Task prompt: Set out the lines of the material as a numbered list, leaving out any blank lines, covering only the stretch from the line that contains "Where can the baseboard" through the end of the material.

Excerpted data:
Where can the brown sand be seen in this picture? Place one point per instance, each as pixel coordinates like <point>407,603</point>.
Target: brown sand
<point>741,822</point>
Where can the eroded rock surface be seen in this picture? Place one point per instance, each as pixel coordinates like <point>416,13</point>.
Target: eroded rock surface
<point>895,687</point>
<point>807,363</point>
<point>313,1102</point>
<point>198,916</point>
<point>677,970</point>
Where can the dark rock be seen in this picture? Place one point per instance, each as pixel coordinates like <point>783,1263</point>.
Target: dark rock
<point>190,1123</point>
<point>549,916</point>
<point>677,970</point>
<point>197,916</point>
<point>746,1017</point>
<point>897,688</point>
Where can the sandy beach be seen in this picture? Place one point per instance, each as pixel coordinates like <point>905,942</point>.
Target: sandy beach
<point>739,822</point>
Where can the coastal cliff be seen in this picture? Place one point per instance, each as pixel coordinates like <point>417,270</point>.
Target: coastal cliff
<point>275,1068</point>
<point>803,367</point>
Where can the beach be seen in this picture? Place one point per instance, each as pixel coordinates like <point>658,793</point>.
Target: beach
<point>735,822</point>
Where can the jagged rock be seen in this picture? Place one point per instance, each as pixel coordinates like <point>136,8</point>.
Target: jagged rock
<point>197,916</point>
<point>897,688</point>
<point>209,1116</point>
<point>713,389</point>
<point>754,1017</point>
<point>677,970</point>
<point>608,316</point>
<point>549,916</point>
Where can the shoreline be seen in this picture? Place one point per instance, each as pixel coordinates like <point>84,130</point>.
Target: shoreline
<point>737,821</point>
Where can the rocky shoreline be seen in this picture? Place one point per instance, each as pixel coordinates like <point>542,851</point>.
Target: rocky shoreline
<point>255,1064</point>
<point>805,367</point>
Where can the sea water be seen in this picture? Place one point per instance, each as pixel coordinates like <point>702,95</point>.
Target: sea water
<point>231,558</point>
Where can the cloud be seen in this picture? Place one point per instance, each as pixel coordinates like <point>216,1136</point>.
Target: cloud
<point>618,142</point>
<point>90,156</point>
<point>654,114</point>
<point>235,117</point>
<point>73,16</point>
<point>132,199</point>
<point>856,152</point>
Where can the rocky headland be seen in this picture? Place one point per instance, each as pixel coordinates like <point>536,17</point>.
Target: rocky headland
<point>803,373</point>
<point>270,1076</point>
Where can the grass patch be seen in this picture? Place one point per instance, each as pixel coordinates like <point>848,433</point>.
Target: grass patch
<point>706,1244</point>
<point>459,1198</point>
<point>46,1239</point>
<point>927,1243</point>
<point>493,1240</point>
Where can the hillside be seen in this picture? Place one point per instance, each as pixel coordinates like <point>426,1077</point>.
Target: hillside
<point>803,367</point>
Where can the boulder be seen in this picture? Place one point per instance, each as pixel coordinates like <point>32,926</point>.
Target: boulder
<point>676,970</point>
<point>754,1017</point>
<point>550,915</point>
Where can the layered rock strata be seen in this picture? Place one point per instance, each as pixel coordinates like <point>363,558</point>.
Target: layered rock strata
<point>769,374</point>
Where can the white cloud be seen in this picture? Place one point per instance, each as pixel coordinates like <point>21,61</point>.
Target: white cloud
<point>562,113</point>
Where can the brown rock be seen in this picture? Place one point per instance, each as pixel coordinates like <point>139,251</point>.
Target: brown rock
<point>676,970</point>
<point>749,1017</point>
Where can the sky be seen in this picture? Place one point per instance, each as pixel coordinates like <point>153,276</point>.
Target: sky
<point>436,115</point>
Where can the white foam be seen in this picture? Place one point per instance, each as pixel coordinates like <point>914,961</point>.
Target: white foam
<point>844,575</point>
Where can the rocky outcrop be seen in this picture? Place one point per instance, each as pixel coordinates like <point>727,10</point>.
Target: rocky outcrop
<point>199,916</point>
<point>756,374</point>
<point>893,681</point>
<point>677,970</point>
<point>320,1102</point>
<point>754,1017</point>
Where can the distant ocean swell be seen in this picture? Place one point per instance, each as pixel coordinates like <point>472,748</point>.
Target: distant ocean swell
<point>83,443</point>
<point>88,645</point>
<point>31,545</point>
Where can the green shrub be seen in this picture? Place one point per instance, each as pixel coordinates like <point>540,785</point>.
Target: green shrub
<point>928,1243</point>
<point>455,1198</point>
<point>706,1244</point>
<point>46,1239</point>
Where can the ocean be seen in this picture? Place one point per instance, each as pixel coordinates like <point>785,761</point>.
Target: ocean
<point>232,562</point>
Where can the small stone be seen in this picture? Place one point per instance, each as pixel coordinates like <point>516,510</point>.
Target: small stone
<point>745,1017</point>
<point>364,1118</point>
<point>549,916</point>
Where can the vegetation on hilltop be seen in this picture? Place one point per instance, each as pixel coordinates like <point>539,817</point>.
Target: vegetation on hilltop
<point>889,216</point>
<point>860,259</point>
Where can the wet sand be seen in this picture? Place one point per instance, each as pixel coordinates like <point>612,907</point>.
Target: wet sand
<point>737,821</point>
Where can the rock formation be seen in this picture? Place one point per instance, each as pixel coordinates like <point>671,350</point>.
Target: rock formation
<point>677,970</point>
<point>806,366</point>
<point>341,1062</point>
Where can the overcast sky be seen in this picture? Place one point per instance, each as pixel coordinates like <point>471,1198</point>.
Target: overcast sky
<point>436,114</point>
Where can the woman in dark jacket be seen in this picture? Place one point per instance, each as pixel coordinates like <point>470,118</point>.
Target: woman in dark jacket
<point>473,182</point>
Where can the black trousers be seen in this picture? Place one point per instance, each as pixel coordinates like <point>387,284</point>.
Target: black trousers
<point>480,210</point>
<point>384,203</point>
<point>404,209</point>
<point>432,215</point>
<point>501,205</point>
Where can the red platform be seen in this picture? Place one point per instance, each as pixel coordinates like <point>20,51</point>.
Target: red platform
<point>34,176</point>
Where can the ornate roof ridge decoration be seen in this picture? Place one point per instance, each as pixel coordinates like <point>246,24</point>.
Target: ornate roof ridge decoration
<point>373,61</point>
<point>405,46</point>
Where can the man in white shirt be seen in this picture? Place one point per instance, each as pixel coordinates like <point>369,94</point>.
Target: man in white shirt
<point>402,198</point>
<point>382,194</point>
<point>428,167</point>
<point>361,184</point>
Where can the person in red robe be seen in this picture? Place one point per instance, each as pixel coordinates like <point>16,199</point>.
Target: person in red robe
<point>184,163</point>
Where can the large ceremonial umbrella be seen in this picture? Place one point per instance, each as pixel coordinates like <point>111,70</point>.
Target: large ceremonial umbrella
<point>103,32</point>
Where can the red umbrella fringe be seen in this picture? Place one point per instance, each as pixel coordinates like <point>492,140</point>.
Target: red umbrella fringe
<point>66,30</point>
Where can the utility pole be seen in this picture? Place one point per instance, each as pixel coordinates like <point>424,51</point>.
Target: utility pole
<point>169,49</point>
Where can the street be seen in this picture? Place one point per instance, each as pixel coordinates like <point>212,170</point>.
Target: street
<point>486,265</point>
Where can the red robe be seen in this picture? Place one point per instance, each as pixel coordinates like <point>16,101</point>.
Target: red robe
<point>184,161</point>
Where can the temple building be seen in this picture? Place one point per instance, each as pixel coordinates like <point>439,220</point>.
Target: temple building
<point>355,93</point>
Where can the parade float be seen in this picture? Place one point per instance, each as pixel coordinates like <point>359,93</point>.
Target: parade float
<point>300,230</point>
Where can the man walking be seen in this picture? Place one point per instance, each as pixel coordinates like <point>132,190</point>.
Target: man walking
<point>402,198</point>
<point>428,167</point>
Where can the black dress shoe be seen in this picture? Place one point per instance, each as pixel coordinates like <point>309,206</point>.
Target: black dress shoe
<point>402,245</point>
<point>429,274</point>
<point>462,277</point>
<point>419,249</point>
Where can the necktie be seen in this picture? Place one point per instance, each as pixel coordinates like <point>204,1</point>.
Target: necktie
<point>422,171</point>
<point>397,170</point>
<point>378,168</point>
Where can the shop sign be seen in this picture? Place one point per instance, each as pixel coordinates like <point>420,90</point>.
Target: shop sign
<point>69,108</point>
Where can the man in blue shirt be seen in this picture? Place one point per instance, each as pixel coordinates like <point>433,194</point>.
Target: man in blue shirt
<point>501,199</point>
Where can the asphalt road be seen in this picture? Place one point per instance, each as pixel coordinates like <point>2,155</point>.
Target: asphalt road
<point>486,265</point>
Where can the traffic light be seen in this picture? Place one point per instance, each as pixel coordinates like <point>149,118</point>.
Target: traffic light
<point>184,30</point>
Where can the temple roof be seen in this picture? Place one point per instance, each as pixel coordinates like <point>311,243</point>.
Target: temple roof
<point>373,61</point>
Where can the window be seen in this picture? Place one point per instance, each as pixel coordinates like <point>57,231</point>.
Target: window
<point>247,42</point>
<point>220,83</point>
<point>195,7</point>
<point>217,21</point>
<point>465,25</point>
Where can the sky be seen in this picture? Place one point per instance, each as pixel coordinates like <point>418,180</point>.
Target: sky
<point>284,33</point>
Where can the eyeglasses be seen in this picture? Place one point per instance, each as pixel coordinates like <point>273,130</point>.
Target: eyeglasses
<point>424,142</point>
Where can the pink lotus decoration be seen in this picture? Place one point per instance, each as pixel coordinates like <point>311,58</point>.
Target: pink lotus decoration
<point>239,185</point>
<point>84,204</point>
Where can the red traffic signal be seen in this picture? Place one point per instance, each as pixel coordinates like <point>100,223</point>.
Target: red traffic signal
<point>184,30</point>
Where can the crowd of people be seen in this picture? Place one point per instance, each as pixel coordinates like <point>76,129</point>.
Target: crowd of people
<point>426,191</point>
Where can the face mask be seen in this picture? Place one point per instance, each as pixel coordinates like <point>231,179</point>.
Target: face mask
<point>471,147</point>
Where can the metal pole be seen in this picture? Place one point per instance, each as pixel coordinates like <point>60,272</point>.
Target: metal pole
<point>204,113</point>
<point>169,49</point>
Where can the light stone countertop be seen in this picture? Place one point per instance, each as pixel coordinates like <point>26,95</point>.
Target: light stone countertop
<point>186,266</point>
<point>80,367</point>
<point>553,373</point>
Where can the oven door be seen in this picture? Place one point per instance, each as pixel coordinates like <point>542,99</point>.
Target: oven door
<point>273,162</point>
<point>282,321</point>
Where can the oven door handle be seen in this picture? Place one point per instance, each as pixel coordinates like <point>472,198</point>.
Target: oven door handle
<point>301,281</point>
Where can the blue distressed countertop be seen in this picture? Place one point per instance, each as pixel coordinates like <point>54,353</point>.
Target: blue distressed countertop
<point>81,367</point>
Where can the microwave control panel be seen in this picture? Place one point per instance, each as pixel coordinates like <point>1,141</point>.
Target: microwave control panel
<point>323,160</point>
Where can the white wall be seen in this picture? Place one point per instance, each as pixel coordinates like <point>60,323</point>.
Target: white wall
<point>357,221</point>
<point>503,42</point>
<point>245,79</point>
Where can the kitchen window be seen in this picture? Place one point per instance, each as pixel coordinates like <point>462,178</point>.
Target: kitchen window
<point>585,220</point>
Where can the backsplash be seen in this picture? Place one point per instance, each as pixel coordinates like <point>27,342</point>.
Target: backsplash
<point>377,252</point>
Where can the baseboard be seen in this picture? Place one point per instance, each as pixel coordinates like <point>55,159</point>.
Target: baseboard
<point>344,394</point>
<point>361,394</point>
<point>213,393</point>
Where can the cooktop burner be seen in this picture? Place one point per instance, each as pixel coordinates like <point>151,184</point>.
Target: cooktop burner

Output of the task:
1. Where can the baseboard be seen in this picture? Place one point per instance, each as pixel coordinates like <point>55,159</point>.
2. Target: baseboard
3. <point>344,394</point>
4. <point>361,394</point>
5. <point>213,393</point>
6. Where can the cooktop burner be seen in this picture? Place one point per instance, each as pixel coordinates like <point>151,184</point>.
7. Target: cooktop burner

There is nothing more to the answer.